▽

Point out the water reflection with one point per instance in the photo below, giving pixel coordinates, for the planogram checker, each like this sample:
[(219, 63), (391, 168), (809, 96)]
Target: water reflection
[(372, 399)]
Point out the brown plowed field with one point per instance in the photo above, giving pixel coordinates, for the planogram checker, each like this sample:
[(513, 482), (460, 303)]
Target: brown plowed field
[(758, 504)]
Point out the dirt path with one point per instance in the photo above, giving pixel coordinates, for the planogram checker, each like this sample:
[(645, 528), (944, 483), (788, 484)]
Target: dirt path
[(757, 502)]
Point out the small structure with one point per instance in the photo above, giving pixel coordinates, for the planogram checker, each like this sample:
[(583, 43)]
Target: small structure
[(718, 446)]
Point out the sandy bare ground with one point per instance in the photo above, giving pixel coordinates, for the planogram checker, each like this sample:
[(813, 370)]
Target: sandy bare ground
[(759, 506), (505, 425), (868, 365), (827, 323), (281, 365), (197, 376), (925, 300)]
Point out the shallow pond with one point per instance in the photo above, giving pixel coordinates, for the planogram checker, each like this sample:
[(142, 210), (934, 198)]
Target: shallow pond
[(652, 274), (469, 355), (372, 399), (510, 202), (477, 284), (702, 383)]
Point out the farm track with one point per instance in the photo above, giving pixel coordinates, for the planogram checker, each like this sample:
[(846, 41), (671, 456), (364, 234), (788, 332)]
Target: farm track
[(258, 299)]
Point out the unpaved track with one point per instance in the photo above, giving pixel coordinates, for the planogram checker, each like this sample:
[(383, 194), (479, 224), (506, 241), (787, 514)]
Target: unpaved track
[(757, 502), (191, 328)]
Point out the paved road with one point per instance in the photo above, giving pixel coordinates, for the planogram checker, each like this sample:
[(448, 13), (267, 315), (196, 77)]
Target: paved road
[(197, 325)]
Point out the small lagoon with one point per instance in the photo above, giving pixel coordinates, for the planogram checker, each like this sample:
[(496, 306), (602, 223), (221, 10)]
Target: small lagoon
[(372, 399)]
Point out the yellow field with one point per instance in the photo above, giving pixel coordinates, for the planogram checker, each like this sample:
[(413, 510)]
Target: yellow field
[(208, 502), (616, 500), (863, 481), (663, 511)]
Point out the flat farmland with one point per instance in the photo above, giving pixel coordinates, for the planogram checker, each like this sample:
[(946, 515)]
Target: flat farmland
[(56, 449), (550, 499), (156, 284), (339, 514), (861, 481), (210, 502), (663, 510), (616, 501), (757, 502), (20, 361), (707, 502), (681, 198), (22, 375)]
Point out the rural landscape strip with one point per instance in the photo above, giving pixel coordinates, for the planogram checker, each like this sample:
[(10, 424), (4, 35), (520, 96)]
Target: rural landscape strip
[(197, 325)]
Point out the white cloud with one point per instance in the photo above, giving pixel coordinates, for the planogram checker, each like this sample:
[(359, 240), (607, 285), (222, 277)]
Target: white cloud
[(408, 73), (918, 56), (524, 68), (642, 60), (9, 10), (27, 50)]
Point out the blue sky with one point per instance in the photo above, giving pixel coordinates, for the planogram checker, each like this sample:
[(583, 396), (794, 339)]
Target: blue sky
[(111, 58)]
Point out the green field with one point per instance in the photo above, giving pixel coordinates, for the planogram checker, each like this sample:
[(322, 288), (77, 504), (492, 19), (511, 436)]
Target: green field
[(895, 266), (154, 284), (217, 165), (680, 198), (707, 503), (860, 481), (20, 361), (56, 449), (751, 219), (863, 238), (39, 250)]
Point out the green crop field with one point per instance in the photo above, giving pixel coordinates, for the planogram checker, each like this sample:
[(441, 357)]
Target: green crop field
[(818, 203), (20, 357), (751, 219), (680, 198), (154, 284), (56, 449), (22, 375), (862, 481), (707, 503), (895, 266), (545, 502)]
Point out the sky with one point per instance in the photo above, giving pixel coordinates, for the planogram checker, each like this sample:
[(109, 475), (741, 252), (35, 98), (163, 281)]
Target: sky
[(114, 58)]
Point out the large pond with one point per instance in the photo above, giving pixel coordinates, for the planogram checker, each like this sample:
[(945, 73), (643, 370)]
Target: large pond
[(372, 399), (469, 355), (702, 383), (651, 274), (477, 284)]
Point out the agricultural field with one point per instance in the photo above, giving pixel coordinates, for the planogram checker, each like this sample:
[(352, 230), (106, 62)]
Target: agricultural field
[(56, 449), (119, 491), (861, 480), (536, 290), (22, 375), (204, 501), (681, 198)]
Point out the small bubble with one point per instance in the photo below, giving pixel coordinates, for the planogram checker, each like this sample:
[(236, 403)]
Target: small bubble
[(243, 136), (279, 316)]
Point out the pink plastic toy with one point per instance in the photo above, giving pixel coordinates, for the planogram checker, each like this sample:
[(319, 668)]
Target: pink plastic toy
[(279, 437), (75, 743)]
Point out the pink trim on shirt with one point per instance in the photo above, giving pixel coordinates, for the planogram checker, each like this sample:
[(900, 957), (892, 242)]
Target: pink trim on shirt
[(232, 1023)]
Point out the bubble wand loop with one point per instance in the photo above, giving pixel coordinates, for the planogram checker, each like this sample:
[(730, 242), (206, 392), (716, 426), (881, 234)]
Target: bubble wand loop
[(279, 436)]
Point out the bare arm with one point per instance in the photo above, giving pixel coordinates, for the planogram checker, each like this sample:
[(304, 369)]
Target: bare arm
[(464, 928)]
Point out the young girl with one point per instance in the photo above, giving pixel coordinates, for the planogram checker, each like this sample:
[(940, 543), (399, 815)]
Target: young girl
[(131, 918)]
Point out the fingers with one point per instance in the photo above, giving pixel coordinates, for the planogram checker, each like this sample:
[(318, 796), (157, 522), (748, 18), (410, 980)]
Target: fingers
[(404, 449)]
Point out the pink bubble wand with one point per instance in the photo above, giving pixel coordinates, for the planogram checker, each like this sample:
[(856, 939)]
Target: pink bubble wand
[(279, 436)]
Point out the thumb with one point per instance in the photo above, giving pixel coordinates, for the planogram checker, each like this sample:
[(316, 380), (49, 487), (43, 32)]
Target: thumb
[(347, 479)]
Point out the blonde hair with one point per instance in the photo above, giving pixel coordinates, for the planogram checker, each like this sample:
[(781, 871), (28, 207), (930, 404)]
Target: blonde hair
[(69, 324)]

△

● **The problem**
Each line from the one containing "Point out the fingers" to the final line of the entries above must be returned exactly, and no other line may appear.

● **Task output**
Point out the fingers with one point per instance in the photo above, giving pixel coordinates, for the planogram checker, each like this sample:
[(318, 796), (157, 522), (748, 18), (410, 980)]
Target: fingers
[(404, 449)]
Point out the pink bubble wand with one point per instance in the photo above, giving pixel coordinates, for the planogram checker, each like this sample:
[(856, 939)]
Target: pink bubble wand
[(279, 436)]
Point out the thumb with one point per instance in the photo above, giving pixel coordinates, for the planogram checker, each like this sample:
[(316, 380), (49, 487), (43, 32)]
Target: thumb
[(347, 479)]
Point out the blonde hair with one point per instance in the photo above, giving pixel coordinates, for the planogram checker, each like this sample:
[(781, 871), (28, 207), (930, 404)]
Target: blonde hair
[(69, 324)]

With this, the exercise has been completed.